■ Task to carry out
Return every line of the data below that contains the word "breast", treating uppercase and lowercase as different.

** START Given records **

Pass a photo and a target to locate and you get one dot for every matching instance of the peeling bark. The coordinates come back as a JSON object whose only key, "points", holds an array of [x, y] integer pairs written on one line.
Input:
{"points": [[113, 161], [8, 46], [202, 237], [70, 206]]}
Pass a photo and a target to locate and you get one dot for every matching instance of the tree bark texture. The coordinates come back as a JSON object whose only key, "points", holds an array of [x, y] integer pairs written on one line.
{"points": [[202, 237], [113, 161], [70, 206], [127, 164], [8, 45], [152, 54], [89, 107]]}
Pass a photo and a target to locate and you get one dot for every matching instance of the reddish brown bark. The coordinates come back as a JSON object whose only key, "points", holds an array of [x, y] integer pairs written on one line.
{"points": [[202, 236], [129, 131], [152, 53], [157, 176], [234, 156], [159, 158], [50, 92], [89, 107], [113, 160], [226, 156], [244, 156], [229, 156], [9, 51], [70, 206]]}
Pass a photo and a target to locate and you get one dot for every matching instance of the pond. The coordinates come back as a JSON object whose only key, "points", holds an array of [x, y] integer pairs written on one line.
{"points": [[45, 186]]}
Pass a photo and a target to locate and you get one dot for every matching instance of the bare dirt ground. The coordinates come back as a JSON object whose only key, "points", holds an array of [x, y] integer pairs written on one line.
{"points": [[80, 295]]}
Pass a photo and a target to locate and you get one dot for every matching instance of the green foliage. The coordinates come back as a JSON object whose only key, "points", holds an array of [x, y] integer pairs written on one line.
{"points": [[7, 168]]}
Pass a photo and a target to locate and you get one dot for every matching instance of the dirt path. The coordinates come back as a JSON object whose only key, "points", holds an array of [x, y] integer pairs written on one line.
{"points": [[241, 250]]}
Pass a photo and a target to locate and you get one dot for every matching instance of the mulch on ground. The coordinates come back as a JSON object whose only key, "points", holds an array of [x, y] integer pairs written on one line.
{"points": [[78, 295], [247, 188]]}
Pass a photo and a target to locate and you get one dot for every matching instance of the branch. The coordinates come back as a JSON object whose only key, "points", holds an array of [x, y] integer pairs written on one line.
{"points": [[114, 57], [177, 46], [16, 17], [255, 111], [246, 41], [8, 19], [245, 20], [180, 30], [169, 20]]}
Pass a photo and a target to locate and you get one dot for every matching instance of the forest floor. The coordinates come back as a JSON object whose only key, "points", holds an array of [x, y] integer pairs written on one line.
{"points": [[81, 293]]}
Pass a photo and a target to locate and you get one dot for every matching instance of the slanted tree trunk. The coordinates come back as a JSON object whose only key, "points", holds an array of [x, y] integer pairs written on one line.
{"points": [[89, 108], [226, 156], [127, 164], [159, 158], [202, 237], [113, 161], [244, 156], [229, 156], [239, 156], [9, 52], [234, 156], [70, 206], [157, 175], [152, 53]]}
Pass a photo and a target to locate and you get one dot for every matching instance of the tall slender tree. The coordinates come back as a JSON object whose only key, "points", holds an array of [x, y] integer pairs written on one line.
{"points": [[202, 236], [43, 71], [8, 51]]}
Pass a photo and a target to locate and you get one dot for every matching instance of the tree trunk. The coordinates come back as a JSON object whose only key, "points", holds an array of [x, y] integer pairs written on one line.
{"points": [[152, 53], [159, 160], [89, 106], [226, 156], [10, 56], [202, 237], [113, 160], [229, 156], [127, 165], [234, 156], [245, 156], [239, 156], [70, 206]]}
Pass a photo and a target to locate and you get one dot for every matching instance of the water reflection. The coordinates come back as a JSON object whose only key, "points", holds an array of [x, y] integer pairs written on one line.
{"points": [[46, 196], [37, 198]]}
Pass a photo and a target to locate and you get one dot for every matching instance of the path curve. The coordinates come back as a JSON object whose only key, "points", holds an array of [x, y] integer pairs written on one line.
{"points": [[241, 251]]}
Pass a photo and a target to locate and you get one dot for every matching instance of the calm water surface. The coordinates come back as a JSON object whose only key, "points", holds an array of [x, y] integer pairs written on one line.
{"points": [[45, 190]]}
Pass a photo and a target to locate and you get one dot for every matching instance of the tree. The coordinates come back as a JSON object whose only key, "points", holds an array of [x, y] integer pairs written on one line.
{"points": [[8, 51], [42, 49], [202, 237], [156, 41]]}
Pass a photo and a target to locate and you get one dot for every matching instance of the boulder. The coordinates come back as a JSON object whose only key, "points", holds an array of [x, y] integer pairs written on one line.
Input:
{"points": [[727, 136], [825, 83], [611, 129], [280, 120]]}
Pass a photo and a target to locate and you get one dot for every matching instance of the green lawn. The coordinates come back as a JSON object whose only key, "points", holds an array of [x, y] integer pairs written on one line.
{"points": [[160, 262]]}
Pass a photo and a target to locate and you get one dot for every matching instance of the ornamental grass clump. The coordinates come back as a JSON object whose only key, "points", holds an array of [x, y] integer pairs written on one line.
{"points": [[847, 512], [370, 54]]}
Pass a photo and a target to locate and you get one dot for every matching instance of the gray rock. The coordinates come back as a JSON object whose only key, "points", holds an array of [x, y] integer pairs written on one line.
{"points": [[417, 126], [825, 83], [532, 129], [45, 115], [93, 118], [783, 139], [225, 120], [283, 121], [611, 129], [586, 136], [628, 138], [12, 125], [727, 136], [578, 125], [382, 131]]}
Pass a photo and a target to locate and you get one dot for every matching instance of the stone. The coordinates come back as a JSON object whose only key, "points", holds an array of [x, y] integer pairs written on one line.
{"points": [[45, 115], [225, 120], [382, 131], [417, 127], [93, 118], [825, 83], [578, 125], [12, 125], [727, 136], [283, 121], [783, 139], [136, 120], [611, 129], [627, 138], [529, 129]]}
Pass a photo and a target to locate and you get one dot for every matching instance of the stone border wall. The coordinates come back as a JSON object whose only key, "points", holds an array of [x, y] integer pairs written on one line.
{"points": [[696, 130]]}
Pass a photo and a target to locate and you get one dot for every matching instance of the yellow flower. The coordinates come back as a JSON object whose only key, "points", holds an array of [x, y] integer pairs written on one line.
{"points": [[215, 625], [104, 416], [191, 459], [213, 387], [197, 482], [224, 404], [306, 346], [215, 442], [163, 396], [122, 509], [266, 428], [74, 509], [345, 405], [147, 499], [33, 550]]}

** END Given records **
** START Given records **

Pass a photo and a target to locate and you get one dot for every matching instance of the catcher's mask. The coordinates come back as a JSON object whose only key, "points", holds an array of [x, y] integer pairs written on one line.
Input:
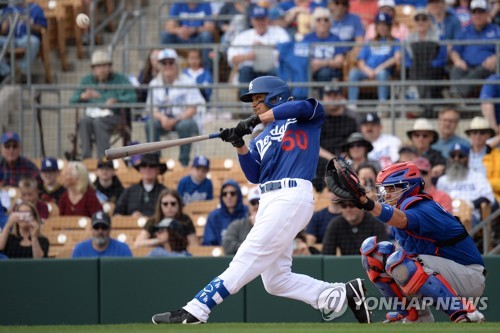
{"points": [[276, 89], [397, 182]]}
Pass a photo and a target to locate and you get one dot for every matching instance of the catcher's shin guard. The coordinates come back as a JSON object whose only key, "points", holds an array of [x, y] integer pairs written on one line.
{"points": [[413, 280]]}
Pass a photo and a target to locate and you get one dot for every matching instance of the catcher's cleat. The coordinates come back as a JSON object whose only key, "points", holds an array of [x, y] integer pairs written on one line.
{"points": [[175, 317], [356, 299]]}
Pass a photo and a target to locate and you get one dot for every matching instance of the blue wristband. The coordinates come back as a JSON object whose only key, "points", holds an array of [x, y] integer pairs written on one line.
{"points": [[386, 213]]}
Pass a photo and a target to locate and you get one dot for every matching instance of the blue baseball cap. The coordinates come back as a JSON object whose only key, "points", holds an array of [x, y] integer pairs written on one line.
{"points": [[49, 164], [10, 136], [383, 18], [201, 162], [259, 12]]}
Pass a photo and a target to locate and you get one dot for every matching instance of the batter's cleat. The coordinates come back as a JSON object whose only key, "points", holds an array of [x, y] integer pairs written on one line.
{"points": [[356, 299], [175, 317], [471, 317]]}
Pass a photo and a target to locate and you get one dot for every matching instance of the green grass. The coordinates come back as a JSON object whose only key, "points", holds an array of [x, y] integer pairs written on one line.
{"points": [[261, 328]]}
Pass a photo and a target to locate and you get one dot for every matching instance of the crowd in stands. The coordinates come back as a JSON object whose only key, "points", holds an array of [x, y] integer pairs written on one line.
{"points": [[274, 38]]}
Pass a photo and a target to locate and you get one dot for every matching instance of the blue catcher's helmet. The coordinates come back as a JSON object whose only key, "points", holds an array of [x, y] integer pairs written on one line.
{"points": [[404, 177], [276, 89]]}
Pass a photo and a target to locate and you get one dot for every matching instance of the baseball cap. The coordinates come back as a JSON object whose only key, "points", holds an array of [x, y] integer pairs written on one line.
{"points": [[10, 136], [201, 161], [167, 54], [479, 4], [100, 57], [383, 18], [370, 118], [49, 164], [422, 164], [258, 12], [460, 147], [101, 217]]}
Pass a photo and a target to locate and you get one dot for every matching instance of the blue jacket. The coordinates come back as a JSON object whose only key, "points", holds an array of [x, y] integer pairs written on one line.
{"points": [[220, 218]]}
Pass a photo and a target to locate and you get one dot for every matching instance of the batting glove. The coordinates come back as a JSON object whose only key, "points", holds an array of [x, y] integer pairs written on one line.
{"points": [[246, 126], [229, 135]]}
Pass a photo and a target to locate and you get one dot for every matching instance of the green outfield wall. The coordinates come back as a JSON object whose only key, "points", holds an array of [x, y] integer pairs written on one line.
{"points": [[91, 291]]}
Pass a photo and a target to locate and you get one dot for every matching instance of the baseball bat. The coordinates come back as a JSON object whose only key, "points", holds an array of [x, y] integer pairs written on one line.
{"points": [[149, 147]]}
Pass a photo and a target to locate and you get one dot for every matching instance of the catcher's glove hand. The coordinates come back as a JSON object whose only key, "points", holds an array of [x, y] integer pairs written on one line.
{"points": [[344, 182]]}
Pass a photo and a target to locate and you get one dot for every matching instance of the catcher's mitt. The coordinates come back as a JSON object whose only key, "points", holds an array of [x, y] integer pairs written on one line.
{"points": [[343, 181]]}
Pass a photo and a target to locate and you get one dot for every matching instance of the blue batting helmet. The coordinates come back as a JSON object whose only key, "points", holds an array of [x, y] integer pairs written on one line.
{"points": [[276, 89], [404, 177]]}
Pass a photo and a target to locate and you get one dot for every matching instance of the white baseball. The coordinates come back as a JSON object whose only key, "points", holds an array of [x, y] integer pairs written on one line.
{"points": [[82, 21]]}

** END Given records **
** START Given records **

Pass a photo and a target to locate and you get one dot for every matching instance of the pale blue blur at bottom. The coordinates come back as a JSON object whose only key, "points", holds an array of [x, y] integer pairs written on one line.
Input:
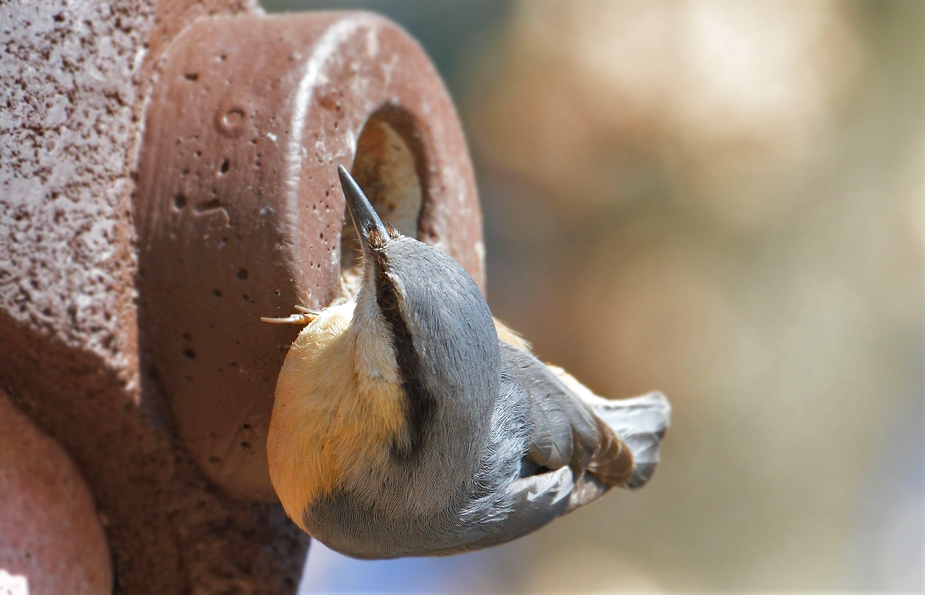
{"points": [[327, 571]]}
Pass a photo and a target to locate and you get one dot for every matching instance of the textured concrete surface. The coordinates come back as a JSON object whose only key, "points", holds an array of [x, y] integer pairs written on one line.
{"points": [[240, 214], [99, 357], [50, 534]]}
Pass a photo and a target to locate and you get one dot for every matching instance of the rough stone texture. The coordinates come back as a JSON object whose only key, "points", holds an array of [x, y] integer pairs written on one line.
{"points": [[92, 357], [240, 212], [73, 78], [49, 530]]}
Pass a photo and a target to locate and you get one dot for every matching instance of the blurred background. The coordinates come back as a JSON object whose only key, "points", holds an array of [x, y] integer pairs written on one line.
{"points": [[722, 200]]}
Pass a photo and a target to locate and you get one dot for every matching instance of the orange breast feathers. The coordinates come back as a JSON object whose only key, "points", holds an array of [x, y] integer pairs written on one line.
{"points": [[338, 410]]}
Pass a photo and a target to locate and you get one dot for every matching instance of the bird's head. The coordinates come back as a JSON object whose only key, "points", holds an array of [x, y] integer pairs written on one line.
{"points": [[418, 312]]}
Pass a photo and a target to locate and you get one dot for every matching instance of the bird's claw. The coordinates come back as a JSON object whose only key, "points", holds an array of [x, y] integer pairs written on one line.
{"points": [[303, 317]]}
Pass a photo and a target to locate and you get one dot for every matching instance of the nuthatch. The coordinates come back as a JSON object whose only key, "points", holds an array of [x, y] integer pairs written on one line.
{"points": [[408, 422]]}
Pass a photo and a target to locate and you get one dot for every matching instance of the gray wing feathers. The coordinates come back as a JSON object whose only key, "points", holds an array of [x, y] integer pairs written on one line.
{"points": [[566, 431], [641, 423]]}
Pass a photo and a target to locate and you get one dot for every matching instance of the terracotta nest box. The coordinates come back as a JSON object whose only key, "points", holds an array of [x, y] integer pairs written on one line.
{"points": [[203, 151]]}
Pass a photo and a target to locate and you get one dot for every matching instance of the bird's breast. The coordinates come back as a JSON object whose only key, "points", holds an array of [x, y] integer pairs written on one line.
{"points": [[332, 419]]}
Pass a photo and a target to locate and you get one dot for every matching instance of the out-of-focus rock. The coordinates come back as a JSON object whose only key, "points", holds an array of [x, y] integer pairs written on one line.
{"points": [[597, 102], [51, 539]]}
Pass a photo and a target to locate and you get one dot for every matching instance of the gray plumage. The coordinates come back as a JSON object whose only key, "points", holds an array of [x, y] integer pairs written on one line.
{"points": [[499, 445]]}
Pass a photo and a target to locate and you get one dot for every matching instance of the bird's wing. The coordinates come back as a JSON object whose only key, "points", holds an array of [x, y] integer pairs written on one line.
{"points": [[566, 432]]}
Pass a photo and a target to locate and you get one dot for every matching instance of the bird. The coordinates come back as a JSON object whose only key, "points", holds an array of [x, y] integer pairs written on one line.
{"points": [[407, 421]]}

** END Given records **

■ Solution to this task
Pass a photo and a target to locate and you get one dot for every matching instance of the orange breast feathers. The coordinates come back as a JSON object whose only key, "points", holds an array of [x, y] integer pairs written on one line.
Pass a photo and a target to locate and you get one dot for every matching instance of the bird's breast. The coordinates come back as a JSON object whose only key, "points", holds an array of [x, y] integer pairs written on one line.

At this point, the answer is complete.